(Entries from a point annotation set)
[start]

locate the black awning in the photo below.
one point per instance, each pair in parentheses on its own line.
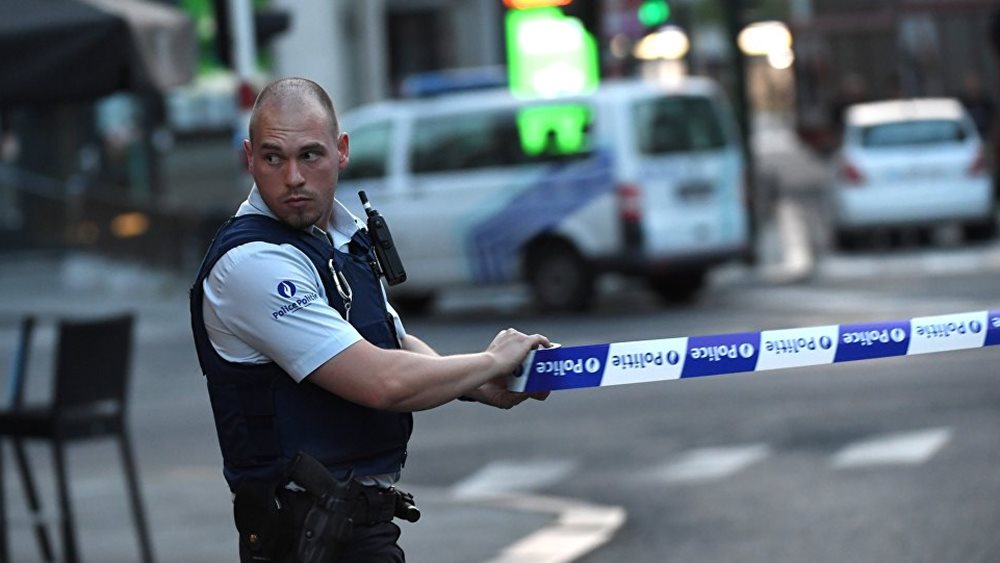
(68,50)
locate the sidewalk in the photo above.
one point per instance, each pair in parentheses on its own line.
(187,504)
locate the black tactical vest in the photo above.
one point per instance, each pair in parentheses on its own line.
(262,416)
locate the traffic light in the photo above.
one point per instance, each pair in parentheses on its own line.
(268,24)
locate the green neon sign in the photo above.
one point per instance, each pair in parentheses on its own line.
(654,12)
(550,54)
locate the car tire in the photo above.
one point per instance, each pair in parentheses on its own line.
(677,288)
(560,279)
(847,240)
(980,231)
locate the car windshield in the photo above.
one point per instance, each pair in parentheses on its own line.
(677,124)
(912,133)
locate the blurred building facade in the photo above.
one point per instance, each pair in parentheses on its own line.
(852,50)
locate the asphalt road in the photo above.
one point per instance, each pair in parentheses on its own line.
(884,460)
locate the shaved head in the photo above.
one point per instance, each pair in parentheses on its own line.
(291,94)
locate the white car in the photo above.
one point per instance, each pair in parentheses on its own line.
(911,164)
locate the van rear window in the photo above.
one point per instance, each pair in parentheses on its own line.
(913,133)
(677,124)
(511,137)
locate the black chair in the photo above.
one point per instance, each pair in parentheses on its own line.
(89,401)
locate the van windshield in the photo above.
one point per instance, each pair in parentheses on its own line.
(677,124)
(507,137)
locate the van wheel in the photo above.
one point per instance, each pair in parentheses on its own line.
(677,288)
(413,304)
(560,279)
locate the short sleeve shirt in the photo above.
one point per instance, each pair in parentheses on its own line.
(248,294)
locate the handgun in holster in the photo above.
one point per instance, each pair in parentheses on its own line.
(329,524)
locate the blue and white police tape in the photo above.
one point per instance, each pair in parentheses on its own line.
(603,365)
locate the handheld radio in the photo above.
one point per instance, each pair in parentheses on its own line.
(385,250)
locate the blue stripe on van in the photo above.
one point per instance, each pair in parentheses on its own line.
(494,243)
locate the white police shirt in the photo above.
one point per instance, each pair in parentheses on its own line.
(247,294)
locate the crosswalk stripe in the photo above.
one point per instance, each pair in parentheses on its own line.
(908,448)
(708,464)
(501,477)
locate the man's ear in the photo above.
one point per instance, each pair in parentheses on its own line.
(343,150)
(248,151)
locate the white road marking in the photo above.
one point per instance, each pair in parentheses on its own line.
(709,464)
(908,448)
(513,476)
(579,528)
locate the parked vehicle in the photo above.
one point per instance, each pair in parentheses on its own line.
(911,163)
(484,188)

[end]

● **Goal of the exercise**
Rewrite the data above, starting at the line containing "locate the handgun" and ending at the end of the data, keeping every request line. Lower each coordinate in the answers by 96.

● **Task result**
locate the handgun in holster in the photo above.
one point per instance, each pair in parentheses on its own line.
(233,428)
locate the blue and white police tape in the photo above.
one point per instance, each pair in parentheses on its own line.
(507,269)
locate the handheld radio in the photo above.
one point per instance, each pair in parentheses on its own line.
(289,154)
locate the blue stripe on van in the photo above.
one point per instance, each pair in parentheses on its own line.
(398,147)
locate the white police shirt in the photo above.
one point per instance, each pair in parentheses on its own line.
(151,198)
locate the crosswalk stripe in the photo above.
one point per instance, each pair in parentheses on its own line.
(812,352)
(612,368)
(405,381)
locate the man's ear in the photo above.
one point per instance, each pair in parentheses on its own line.
(247,54)
(152,55)
locate the white road marking in the photo above.
one point per instance, each pair in parentheses on its own line.
(613,368)
(812,352)
(417,380)
(483,432)
locate the parked vehicle in the photo above.
one point per instance, each pair in parentheses on its own line.
(815,67)
(388,92)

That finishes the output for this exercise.